::: Material provided :::
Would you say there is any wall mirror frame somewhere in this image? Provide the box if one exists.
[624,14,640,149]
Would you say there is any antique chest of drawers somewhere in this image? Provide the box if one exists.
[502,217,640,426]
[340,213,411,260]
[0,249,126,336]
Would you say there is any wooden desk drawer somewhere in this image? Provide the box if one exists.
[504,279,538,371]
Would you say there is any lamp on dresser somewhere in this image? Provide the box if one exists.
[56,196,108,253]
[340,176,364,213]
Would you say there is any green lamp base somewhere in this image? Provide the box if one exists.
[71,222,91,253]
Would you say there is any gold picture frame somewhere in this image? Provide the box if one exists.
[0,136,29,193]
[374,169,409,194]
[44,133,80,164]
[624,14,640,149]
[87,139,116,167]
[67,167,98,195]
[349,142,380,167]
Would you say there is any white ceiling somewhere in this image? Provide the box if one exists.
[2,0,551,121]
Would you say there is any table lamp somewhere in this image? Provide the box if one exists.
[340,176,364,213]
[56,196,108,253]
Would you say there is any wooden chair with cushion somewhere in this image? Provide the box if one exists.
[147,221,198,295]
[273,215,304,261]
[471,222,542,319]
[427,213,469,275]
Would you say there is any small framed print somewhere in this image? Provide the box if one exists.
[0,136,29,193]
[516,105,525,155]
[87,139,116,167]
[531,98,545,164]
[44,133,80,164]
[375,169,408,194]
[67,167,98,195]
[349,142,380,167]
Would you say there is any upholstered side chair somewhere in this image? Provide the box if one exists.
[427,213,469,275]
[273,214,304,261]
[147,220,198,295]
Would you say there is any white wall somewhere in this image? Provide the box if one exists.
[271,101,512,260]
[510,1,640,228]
:::
### Given task
Return each line from the entries above that contains the word "white". Case counts.

### Solution to the exercise
Would you say there is any white ceiling somewhere in this image? Provide the box if one exists.
Would you say there is any white wall somewhere in this image? Provide the box if one exists.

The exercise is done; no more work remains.